## Begin DATA EXTRACT

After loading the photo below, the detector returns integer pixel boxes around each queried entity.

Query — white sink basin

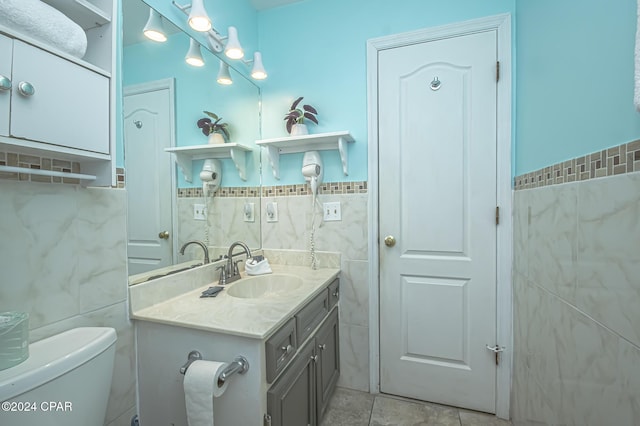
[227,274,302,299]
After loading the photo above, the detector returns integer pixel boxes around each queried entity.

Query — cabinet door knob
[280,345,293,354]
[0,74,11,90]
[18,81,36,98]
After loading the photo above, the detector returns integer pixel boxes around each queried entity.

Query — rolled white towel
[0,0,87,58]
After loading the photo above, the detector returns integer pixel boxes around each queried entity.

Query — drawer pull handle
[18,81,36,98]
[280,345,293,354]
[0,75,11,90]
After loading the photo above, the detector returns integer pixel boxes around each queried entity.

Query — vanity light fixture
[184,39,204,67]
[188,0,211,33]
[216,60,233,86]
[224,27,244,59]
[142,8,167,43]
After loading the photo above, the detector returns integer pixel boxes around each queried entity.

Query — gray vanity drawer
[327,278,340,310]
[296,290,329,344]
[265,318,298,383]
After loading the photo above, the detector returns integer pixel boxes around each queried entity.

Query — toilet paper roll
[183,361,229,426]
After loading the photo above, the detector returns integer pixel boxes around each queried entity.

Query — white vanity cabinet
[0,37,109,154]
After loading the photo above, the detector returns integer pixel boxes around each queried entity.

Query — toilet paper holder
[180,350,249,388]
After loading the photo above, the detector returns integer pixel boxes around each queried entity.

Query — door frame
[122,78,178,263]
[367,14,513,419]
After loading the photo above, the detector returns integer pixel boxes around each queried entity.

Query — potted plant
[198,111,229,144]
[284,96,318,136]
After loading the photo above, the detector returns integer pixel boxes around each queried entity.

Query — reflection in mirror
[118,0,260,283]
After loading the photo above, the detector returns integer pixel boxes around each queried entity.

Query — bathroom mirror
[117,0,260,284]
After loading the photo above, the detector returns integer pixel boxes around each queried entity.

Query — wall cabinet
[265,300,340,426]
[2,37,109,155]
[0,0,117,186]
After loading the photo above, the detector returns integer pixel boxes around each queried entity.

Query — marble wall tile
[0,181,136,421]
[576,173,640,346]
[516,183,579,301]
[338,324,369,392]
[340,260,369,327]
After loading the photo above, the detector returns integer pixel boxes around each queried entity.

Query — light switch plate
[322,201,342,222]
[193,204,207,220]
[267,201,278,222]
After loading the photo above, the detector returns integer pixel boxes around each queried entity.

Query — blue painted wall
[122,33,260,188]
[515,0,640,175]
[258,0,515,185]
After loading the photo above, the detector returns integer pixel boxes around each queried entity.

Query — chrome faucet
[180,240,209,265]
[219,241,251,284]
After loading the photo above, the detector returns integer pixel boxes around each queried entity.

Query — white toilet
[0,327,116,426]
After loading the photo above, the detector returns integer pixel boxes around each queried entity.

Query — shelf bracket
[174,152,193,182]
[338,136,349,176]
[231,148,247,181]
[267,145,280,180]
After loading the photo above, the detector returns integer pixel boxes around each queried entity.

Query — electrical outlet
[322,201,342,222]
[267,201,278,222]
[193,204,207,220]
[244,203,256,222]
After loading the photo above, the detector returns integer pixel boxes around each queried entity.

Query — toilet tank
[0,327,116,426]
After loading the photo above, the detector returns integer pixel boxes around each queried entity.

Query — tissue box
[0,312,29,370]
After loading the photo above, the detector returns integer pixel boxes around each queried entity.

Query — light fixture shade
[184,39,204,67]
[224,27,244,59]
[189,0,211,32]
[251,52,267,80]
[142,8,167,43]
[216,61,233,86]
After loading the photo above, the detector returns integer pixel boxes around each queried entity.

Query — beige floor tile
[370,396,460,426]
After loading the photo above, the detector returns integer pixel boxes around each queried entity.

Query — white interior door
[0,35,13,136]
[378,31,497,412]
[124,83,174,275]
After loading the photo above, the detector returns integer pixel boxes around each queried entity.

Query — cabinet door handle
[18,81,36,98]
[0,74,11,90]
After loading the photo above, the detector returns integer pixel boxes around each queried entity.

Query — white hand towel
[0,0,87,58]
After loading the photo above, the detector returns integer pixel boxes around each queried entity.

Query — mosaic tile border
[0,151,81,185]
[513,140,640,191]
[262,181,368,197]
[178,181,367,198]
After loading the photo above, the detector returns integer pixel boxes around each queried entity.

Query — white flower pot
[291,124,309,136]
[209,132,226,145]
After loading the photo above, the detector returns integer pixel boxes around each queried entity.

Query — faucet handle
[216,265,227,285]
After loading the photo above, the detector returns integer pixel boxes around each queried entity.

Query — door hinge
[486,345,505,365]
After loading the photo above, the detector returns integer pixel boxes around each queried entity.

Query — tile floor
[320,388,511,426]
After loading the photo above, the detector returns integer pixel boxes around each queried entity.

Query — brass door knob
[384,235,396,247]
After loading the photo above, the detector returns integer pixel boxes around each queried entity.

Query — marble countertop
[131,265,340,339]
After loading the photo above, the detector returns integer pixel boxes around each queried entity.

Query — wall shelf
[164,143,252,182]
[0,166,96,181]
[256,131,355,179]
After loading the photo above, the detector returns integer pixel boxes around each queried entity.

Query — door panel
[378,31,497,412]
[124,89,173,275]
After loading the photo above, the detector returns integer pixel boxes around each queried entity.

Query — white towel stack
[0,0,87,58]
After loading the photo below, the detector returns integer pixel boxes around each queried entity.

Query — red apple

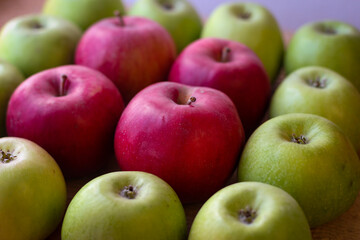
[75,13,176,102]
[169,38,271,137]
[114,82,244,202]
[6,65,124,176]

## End DATA EXTRACT
## Begin DATA EXTRACT

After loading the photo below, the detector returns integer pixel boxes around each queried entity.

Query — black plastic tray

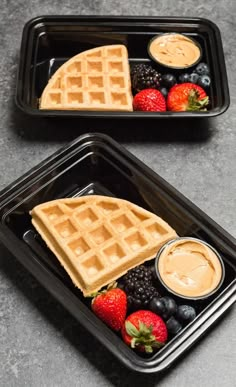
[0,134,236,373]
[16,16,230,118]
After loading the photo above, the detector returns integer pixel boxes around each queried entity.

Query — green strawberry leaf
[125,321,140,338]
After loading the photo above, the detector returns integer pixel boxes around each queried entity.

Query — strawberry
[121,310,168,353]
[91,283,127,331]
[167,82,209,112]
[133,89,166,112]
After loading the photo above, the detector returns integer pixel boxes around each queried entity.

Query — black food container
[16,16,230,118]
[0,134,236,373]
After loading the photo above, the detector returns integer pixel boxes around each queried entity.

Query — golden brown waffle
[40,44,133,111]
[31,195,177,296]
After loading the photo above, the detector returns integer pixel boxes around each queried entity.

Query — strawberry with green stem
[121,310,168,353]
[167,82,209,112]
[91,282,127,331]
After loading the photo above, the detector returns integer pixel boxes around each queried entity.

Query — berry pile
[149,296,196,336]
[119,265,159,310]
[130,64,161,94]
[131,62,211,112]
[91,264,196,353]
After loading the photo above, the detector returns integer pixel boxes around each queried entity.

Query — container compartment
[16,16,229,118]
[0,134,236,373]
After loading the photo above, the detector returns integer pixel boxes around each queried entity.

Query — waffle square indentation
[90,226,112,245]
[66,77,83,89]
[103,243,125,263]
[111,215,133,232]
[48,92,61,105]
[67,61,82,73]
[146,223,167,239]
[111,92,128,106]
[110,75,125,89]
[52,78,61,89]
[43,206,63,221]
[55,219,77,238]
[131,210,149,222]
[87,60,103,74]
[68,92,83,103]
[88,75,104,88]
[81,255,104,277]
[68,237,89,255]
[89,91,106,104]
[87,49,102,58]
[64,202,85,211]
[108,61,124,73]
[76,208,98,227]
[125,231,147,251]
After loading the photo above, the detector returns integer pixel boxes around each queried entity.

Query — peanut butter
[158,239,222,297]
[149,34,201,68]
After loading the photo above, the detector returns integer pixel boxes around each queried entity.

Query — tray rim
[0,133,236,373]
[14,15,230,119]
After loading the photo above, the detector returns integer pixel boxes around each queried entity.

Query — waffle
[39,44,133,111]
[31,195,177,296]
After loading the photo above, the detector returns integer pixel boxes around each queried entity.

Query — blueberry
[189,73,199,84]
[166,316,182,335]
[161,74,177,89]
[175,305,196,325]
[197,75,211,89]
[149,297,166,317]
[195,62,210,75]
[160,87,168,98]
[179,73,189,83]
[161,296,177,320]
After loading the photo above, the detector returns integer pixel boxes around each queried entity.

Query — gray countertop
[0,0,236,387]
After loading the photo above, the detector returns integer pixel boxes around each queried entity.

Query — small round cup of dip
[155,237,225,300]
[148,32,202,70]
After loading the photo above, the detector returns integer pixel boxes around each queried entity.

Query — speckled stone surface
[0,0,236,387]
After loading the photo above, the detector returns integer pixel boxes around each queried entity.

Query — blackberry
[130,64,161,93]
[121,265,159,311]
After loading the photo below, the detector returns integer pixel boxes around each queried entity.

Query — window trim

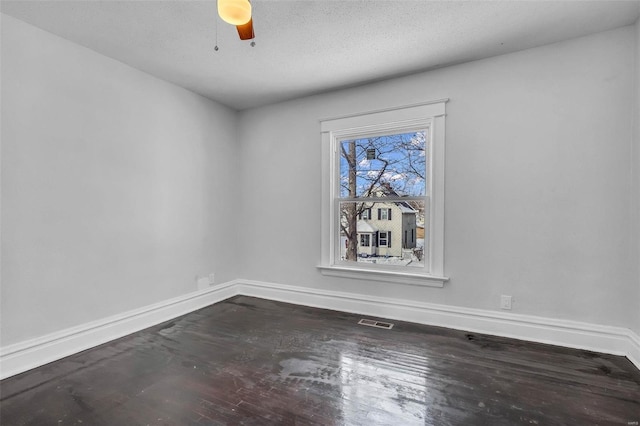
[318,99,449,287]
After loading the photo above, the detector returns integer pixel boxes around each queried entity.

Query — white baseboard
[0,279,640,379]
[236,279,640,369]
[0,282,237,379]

## End DATA EXTRACT

## THE TASK
Gather each line of the listing above that contains the word "mirror", reproducing those lines in the order in which they appear.

## ANSWER IN FULL
Query — reflection in mirror
Query — bathroom mirror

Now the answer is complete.